- Article

Despite the tensions in the family, when a chance comes up for Olive to take part in the finals of The Little Miss Sunshine contest the family jump into their ageing VW camper van and motor west to California and en route discover a strange sort of unity.
More importantly, we as an audience, come to know them better and they stop being absurd freaks and start looking like a group of real, if a little bizarre, individuals.
Jonathan Dayton and Valerie Faris, rather like most of us I suspect, have trouble understanding America's obsession with beauty pageants and The Little Miss Sunshine is depicted as a creepy exercise in child exploitation populated by power-crazed women with bouffant hair and sleazy men.
The direction is pleasingly low key, Dayton and Faris don't get in the way of the action - they just allow the actors room to breathe and establish their characters and use the camera to record the action rather than being a character in its own right.

- Exercise 1
Count the lines in the entries that contain the string "shingle", and reply with that number alone.
The film review and the entries that follow it come from unrelated sources.

- Recorded information
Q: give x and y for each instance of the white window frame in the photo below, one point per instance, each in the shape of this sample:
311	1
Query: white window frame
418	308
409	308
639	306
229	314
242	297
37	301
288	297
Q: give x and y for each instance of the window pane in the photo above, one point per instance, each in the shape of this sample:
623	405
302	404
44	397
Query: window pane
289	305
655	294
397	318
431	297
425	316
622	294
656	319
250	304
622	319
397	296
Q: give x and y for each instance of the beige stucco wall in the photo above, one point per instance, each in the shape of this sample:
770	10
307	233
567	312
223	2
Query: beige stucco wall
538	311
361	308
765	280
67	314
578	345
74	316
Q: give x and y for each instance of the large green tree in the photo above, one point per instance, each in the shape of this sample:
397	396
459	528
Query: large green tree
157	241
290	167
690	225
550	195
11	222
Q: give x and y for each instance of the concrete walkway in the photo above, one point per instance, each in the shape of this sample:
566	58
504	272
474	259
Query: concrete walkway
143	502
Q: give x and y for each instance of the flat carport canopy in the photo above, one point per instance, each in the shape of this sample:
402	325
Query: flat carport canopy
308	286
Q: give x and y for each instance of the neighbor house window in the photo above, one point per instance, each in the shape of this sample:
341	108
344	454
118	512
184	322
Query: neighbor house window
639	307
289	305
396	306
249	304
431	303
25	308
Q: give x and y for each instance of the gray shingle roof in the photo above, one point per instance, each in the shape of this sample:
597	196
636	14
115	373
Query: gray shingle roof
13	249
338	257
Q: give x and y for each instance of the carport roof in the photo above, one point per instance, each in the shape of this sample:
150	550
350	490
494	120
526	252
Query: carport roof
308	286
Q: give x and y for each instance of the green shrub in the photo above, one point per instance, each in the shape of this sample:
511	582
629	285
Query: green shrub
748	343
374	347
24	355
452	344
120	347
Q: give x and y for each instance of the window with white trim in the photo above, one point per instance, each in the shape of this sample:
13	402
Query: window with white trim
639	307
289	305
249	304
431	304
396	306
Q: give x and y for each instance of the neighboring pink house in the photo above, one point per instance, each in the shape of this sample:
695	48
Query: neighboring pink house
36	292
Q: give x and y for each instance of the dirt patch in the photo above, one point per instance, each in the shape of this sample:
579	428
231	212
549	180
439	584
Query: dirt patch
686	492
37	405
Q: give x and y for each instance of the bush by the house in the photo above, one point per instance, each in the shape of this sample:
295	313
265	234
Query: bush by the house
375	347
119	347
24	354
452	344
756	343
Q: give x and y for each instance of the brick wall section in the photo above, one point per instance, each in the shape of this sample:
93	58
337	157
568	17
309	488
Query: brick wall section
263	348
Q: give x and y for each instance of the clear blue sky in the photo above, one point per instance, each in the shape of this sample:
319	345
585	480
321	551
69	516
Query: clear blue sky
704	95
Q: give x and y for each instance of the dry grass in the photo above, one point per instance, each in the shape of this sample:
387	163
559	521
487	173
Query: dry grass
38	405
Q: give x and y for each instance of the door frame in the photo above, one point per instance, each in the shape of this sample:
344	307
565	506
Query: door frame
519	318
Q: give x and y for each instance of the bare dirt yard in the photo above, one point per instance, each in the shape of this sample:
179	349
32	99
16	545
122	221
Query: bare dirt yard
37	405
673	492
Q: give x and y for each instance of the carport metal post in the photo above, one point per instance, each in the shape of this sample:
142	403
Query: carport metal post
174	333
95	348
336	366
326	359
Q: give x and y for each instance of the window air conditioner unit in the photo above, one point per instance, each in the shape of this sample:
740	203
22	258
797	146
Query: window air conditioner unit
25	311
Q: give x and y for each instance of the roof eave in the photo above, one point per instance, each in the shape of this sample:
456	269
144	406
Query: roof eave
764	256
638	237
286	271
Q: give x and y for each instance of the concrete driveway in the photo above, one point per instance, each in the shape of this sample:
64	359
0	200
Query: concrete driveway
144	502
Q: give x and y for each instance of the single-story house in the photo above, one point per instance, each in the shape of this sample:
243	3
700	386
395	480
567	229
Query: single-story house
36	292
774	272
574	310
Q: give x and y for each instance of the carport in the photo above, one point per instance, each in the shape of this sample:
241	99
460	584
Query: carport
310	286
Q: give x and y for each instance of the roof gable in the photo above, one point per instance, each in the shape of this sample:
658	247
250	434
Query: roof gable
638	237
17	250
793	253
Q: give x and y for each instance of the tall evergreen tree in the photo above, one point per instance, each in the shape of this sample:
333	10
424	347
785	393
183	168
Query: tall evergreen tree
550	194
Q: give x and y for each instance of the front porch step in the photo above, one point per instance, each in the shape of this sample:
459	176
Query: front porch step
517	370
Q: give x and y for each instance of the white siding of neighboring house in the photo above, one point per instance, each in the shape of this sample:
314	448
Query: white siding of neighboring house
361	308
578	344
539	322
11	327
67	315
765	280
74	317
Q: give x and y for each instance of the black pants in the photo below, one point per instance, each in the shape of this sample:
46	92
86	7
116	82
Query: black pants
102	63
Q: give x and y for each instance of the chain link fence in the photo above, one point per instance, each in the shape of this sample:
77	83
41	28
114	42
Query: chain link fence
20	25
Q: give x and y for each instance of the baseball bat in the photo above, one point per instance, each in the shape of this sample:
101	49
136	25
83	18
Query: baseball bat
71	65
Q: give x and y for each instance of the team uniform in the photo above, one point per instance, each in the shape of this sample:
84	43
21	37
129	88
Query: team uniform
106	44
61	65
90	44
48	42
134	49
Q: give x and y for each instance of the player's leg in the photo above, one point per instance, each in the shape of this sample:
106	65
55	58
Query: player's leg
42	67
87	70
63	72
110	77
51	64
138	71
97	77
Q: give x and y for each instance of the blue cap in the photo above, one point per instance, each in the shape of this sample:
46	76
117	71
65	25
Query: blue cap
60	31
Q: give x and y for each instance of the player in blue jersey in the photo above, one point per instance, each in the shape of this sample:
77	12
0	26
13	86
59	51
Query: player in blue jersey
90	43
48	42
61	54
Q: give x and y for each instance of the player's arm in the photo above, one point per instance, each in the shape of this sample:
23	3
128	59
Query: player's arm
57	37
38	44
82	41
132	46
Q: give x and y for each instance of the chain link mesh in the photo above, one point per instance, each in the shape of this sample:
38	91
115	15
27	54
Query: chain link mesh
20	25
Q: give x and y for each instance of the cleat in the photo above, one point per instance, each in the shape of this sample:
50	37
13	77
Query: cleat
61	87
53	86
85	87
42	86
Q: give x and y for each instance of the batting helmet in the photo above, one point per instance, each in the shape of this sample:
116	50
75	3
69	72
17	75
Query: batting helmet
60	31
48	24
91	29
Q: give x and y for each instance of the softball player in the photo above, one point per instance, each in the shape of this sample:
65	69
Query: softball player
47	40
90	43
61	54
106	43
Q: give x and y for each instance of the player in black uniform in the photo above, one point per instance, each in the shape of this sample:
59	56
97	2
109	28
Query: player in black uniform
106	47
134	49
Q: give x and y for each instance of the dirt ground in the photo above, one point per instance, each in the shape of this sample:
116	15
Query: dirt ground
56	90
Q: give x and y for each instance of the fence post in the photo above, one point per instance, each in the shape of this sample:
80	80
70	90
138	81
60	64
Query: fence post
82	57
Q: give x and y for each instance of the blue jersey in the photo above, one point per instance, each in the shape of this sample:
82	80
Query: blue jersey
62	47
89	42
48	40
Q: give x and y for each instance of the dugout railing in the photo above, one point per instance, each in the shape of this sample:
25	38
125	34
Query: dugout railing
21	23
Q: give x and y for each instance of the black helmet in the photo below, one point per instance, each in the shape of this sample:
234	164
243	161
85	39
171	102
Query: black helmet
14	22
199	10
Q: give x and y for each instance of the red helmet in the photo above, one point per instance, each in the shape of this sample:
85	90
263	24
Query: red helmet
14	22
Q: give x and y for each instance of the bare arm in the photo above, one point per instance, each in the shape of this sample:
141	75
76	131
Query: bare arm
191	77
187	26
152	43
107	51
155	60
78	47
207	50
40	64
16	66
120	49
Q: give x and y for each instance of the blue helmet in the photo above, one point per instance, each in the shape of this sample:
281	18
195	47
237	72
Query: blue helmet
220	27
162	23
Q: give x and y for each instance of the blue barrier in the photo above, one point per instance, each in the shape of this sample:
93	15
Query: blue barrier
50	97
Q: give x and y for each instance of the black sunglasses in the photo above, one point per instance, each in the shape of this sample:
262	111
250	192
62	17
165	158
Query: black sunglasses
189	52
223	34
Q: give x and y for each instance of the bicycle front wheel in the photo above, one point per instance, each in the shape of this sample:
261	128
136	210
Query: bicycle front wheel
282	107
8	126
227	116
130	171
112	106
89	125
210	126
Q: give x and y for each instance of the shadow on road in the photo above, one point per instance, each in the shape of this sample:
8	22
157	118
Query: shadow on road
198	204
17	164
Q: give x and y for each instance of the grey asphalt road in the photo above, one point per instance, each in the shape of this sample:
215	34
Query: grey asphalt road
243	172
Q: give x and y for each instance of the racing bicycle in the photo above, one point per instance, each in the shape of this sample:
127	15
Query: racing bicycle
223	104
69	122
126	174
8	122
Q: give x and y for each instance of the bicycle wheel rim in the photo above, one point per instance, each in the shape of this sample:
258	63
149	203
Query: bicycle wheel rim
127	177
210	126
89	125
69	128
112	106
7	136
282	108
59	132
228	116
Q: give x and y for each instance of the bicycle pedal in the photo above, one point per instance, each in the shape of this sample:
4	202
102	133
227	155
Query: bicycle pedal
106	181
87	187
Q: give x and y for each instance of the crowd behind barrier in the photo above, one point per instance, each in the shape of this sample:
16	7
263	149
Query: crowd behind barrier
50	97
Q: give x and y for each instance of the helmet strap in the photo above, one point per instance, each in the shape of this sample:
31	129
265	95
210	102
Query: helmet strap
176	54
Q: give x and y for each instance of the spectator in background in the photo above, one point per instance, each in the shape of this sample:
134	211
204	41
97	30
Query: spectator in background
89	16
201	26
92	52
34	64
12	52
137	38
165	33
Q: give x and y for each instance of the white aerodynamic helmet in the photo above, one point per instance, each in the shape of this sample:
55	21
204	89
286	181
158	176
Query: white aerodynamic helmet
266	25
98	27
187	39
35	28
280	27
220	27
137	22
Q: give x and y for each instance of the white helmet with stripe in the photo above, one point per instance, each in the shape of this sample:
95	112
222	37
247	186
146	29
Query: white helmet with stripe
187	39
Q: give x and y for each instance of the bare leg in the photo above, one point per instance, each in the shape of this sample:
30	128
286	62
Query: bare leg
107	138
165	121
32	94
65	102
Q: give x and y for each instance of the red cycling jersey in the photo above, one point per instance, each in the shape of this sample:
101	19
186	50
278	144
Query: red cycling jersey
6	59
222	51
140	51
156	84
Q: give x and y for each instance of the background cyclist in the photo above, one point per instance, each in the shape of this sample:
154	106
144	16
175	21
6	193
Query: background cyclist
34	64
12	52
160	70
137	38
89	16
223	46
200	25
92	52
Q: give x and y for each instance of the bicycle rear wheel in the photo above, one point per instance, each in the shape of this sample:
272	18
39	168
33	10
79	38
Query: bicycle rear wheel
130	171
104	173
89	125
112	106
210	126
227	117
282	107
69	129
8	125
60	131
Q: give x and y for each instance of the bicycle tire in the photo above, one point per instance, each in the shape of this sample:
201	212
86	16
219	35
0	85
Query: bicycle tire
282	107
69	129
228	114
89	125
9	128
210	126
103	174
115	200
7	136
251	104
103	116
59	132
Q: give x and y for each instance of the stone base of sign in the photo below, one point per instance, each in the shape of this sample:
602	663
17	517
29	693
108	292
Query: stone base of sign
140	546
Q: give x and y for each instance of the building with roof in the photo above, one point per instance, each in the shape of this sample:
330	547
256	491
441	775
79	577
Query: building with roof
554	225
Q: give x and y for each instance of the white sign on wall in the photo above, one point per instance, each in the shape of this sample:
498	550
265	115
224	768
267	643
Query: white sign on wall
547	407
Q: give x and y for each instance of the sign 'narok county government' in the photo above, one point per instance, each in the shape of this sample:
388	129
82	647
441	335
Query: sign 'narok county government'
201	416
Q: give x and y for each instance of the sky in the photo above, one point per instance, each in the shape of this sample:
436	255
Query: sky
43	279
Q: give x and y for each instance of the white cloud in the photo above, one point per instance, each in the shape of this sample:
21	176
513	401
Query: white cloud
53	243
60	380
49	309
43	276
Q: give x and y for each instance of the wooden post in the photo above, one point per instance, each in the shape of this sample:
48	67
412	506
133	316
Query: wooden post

- Exercise 2
Resume the Little Miss Sunshine film review from its final sentence, in the same voice.

- Output 1
2

- Output 2
The clever thing about Little Miss Sunshine is that it is continually changing tack and is hard to pin down as any one thing.
It is certainly a satire on American life, but it is also a farce populated with porn-loving motorcycle cops and body snatching and, above all, it is a relationship-driven road movie which speeds along at a greater pace than the Hoovers' clapped-out old VW.
It's also a film that doesn't outstay its welcome and it's tight, taut and finishes on a satisfying high. By the end of the film this group of misfits have bonded not only with each other but with the audience as well.